─── EXCERPTED PASSAGE

Regular expressions

(This documentation is derived from Tom Lords documentation for the Free Software Foundation regular expression library)

Permission to use, copy, modify, distribute, and sell this documentation for any purpose is hereby granted without fee, provided that the above copyright notice appear in all copies and that both that copyright notice and this permission notice appear in supporting documentation.

Posix Basic Regular Expressions

The Posix Basic Regular Expression language is a notation for describing textual patterns. Regexps are typically used by comparing them to a string to see if that string matches the pattern, or by searching within a string for a substring that matches.

This chapter introduces the Posix regexp notation. This is not a formal or precise definition of Posix regexps -- it is an intuitive and hopefully expository description of them.

An Introduction to Regexps

In the simplest cases, a regexp is just a literal string that must match exactly. For example, the pattern:

regexp

matches the string "regexp" and no others.

Some characters have a special meaning when they occur in a regexp. They aren't matched literally as in the previous example, but instead denote a more general pattern. For example, the character * is used to indicate that the preceeding element of a regexp may be repeated 0, 1, or more times. In the pattern:

smooo*th

the * indicates that the preceeding o can be repeated 0 or more times. So the pattern matches:

smooth
smoooth
smooooth
smoooooth
...

Suppose you want to write a pattern that literally matches a special character like * -- in other words, you don't want to * to indicate a permissible repetition, but to match * literally. This is accomplished by quoting the special character with a backslash. The pattern:

smoo\*th

matches the string:

smoo*th

and no other strings.

──────
─── RECORDS SUPPLIED

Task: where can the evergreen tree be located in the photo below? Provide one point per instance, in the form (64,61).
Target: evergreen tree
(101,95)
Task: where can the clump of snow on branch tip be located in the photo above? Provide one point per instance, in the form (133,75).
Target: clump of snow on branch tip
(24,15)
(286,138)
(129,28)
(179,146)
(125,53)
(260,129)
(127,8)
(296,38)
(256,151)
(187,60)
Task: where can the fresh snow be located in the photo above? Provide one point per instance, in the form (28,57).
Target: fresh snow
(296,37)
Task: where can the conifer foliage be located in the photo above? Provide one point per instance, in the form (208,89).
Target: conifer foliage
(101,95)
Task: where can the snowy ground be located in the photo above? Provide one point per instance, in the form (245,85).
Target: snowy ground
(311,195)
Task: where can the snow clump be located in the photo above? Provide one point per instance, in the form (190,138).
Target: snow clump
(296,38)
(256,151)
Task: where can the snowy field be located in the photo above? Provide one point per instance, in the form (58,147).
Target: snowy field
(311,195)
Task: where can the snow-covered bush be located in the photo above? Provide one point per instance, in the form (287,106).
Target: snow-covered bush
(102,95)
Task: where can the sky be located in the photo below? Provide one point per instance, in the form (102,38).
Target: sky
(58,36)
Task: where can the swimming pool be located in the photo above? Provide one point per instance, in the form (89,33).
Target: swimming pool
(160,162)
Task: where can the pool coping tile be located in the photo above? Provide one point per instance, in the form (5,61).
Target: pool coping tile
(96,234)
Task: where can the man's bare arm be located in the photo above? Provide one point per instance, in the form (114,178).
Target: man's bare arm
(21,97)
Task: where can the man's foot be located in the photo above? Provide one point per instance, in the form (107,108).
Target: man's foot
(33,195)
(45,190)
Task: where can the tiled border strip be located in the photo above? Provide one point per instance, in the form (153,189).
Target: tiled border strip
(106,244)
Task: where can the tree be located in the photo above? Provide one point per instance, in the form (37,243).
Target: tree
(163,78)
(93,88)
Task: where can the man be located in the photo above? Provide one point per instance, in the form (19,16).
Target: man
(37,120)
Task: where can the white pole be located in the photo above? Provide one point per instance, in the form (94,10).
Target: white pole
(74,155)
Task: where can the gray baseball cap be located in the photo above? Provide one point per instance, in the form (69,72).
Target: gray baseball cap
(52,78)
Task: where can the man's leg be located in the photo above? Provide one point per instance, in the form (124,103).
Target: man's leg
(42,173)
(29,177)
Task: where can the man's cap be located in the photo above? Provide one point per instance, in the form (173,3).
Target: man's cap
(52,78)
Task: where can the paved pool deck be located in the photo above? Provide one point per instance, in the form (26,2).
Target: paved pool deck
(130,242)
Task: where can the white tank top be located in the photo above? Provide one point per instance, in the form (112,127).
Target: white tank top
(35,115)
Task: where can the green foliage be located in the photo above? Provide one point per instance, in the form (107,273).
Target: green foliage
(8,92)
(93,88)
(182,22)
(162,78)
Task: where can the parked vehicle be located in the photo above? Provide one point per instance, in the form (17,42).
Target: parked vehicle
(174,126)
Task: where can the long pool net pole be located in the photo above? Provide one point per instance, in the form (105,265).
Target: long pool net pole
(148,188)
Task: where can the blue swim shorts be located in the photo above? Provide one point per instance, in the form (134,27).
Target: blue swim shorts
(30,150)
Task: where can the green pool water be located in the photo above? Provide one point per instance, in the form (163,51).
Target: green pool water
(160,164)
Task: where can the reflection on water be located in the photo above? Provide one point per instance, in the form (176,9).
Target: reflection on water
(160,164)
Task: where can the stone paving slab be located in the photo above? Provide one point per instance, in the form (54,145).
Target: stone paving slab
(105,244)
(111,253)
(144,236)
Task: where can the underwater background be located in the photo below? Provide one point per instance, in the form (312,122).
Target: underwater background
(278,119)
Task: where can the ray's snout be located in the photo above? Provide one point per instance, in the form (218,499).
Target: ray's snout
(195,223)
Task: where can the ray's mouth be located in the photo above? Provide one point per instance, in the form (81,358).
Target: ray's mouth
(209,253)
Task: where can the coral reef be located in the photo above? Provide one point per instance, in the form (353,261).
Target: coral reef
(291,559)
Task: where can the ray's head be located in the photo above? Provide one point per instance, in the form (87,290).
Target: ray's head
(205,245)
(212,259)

──────

▸ WHAT IS EXPECTED
Please rewrite the passage of the regular expressions documentation between "Posix Basic Regular Expressions" and "and no others.", inclusive, with "Posix" replaced by "POSIX" throughout.

▸ TASK OUTPUT
POSIX Basic Regular Expressions

The POSIX Basic Regular Expression language is a notation for describing textual patterns. Regexps are typically used by comparing them to a string to see if that string matches the pattern, or by searching within a string for a substring that matches.

This chapter introduces the POSIX regexp notation. This is not a formal or precise definition of POSIX regexps -- it is an intuitive and hopefully expository description of them.

An Introduction to Regexps

In the simplest cases, a regexp is just a literal string that must match exactly. For example, the pattern:

regexp

matches the string "regexp" and no others.